*Task requirements:*
Look over the listing below and tally the lines in which the word "metal" turns up. Answer with the tally only.

:: Data ::

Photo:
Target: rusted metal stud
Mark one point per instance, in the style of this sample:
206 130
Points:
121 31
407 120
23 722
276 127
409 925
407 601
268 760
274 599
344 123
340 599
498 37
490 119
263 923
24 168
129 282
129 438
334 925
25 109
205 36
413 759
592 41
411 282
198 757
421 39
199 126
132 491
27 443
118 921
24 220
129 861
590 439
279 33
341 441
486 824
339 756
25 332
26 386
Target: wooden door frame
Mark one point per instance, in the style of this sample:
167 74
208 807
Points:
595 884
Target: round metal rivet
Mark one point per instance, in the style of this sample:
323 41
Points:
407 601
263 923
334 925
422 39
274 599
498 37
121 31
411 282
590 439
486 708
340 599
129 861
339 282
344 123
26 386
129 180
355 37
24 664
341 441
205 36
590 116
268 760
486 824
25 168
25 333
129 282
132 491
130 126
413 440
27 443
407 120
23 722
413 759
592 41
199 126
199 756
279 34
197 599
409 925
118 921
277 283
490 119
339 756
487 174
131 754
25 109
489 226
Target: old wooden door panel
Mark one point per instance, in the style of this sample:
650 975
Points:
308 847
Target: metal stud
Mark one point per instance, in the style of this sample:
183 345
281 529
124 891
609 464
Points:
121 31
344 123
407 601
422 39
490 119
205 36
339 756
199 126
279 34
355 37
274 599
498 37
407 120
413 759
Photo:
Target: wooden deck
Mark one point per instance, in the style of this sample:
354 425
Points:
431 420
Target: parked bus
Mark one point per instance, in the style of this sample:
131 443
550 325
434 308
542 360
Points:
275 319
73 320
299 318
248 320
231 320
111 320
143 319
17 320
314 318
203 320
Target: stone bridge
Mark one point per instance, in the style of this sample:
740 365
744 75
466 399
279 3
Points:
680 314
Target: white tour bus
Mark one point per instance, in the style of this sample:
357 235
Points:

:::

*Written solution:*
3